◆ EXCERPTED PASSAGE:
******************************

I bought one a few years back with the same criteria as you (decent value for around that price). Use it daily and never had any problems with it. It grinds well, easy and quick to adjust, maintenance is minimal, easy to clean, doesn't look silly in the kitchen. Basically I'm saying it's pretty safe, no horror stories and has proved to be good value.


----------



## Dale Cooper

I'm new here after buying a SGP (currently waiting for delivery) but started getting the typical buyer's remorse that comes from reading too many opinions form people who have machines in a different class/budget!

I know it's not perfect, and no machine will be at this price point, but reviews like this give me faith https://coffeeblog.co.uk/sage-smart-grinder-pro-review/ though my biggest anxiety is getting a grind fine enough for espresso. Some say it's fine, a lot of people say it's not. Do those who don't have the palettes for the more expensive machines agree? There is the option of adjusting the burrs but according to Breville and a few videos I saw from Seattle Coffee Co, this should not be done out of the box and is only for when the burrs wear down.

How do people get on grinding on this for espresso? OK out the box? Any adjustments needed? Should I reconsider selling a child to buy a niche? This will be my first grinder but I do believe in buy once, buy right so want it to last a few years at least. Hate the idea of being disappointed with what I, to me, is a big first outlay and very exciting purchase.


----------



## BlackCatCoffee

Dale Cooper said:


> I'm new here after buying a SGP (currently waiting for delivery) but started getting the typical buyer's remorse that comes from reading too many opinions form people who have machines in a different class/budget!
> 
> I know it's not perfect, and no machine will be at this price point, but reviews like this give me faith https://coffeeblog.co.uk/sage-smart-grinder-pro-review/ though my biggest anxiety is getting a grind fine enough for espresso. Some say it's fine, a lot of people say it's not. Do those who don't have the palettes for the more expensive machines agree? There is the option of adjusting the burrs but according to Breville and a few videos I saw from Seattle Coffee Co, this should not be done out of the box and is only for when the burrs wear down.
> 
> How do people get on grinding on this for espresso? OK out the box? Any adjustments needed? Should I reconsider selling a child to buy a niche? This will be my first grinder but I do believe in buy once, buy right so want it to last a few years at least. Hate the idea of being disappointed with what I, to me, is a big first outlay and very exciting purchase.

******************************

Dataset entries
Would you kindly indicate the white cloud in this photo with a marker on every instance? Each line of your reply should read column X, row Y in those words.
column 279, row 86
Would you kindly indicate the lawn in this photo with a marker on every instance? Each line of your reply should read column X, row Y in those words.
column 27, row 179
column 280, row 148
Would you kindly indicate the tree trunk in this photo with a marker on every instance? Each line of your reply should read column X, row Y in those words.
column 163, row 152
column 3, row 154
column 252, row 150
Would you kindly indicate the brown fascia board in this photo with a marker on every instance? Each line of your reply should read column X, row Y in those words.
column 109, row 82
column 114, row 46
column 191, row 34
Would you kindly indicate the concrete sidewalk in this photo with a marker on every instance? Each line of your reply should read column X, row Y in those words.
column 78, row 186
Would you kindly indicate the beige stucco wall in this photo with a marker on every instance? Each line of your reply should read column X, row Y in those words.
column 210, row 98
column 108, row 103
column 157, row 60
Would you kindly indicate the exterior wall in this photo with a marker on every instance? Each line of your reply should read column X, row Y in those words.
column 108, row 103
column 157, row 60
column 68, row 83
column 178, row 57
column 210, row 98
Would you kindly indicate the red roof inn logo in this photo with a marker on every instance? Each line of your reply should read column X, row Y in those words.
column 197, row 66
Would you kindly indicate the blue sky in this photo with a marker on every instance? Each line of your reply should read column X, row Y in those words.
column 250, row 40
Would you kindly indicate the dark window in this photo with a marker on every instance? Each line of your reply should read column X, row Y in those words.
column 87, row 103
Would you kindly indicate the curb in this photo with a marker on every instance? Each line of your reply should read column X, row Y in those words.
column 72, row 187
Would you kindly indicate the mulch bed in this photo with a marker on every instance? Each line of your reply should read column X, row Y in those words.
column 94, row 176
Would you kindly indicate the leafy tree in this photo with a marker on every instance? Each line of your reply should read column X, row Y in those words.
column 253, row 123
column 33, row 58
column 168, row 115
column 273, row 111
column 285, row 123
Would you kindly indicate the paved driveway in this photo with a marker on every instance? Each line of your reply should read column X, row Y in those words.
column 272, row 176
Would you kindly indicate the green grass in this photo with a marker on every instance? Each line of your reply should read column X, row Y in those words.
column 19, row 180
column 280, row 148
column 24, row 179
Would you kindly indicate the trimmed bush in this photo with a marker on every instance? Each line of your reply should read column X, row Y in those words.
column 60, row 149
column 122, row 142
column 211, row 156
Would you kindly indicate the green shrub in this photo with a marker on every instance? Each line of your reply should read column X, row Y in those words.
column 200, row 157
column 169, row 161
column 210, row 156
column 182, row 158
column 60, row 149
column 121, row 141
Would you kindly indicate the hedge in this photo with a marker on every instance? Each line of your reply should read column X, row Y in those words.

******************************

◆ WHAT IS ASKED:
a) In the grinder forum thread, what does Dale Cooper name as his biggest anxiety about the Smart Grinder Pro?
b) Retype the grinder forum thread from "I bought one" to "be good value.".
c) Write what comes next in the grinder forum thread, starting after its last sentence.
The entries are separate from the grinder forum thread and have no connection to it.

◆ ANSWERS FOR THIS EXERCISE:
a) Getting a grind fine enough for espresso.

b)
I bought one a few years back with the same criteria as you (decent value for around that price). Use it daily and never had any problems with it. It grinds well, easy and quick to adjust, maintenance is minimal, easy to clean, doesn't look silly in the kitchen. Basically I'm saying it's pretty safe, no horror stories and has proved to be good value.

c)
 Sorry to be negative but if you genuinely do want to buy once and get it right and you see yourself getting seriously in to coffee then you are likely to be disappointed.


----------



## Kannan

Dale Cooper said:


> I'm new here after buying a SGP (currently waiting for delivery) but started getting the typical buyer's remorse that comes from reading too many opinions form people who have machines in a different class/budget!
> 
> I know it's not perfect, and no machine will be at this price point, but reviews like this give me faith https://coffeeblog.co.uk/sage-smart-grinder-pro-review/ though my biggest anxiety is getting a grind fine enough for espresso. Some say it's fine, a lot of people say it's not. Do those who don't have the palettes for the more expensive machines agree? There is the option of adjusting the burrs but according to Breville and a few videos I saw from Seattle Coffee Co, this should not be done out of the box and is only for when the burrs wear down.
> 
> How do people get on grinding on this for espresso? OK out the box? Any adjustments needed? Should I reconsider selling a child to buy a niche? This will be my first grinder but I do believe in buy once, buy right so want it to last a few years at least. Hate the idea of being disappointed with what I, to me, is a big first outlay and very exciting purchase.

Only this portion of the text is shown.